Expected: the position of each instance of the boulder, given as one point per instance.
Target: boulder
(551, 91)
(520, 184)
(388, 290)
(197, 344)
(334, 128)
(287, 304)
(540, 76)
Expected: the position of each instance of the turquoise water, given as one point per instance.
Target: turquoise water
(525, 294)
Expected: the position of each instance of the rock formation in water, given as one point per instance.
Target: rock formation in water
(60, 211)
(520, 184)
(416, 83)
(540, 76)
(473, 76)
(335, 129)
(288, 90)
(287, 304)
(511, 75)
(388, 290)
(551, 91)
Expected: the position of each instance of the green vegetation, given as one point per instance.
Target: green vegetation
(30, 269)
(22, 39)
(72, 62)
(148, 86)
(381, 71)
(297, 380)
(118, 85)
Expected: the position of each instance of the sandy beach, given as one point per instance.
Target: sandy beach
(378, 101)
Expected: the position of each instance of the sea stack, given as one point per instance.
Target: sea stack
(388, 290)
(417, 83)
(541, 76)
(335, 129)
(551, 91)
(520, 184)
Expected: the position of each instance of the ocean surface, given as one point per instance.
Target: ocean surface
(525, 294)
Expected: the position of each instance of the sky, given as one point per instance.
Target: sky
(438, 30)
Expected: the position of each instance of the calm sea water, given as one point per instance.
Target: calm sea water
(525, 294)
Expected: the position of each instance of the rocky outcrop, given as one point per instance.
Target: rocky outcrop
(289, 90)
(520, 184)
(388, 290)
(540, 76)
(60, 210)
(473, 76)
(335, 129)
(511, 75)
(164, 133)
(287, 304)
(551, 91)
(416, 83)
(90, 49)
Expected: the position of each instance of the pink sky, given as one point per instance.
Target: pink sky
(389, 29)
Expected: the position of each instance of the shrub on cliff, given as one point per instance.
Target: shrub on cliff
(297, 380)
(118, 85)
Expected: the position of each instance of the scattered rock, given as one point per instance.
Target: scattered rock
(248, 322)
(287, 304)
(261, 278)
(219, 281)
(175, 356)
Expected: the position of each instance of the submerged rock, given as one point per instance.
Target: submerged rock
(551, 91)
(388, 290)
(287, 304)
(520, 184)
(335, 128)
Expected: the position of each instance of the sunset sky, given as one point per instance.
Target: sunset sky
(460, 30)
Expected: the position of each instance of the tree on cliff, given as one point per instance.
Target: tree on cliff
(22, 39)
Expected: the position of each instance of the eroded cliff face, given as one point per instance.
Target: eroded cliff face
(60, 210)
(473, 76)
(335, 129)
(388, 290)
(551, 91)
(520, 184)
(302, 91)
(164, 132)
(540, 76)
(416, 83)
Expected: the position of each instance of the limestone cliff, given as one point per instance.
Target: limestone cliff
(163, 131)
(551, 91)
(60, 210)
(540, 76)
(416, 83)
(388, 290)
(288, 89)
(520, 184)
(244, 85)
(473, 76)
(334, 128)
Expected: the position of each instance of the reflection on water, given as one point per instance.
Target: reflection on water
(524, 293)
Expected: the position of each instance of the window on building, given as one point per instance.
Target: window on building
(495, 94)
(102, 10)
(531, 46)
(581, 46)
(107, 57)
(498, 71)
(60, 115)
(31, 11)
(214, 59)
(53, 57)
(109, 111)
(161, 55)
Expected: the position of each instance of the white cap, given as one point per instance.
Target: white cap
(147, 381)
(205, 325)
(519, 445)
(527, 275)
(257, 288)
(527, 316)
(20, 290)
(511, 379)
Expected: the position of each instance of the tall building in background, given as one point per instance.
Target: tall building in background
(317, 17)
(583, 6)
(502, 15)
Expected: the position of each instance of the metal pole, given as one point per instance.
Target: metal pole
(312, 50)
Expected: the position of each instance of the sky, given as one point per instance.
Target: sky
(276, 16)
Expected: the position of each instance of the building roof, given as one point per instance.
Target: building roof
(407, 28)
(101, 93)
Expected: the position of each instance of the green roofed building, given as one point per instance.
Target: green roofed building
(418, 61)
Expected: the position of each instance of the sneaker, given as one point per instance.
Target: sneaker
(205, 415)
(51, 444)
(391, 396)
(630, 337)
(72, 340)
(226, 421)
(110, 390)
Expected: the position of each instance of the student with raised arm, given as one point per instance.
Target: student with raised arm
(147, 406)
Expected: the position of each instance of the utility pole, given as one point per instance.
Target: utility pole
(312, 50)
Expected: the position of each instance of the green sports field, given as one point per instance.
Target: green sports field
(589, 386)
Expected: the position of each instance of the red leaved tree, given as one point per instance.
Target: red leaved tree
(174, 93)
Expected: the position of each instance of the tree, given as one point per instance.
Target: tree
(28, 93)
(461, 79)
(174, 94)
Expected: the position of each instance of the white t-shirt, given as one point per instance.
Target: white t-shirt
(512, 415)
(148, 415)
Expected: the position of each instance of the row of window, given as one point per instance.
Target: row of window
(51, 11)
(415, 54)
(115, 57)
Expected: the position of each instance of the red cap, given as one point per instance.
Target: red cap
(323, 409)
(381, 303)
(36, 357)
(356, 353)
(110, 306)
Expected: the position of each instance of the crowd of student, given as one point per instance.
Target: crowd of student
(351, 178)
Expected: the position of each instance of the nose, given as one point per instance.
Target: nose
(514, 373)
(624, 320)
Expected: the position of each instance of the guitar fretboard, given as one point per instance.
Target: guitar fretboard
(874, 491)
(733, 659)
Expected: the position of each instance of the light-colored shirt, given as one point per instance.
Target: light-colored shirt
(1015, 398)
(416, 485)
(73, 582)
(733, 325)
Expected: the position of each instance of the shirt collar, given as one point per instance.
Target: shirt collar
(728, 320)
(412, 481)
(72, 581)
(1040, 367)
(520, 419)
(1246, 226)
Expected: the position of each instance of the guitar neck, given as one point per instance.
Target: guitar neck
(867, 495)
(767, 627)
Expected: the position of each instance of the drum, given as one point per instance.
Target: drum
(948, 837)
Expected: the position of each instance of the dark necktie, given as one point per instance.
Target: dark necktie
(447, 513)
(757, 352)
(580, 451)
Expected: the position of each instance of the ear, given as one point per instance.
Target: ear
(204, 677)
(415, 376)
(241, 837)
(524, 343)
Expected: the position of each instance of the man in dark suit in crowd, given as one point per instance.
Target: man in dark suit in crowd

• • • • •

**What you have to do**
Where a line of the data above includes "suit", copy that line.

**Exercise result**
Expected: the position of each instance of the man in dark suit in crowd, given as one point per instance.
Target: man in dark suit in crowd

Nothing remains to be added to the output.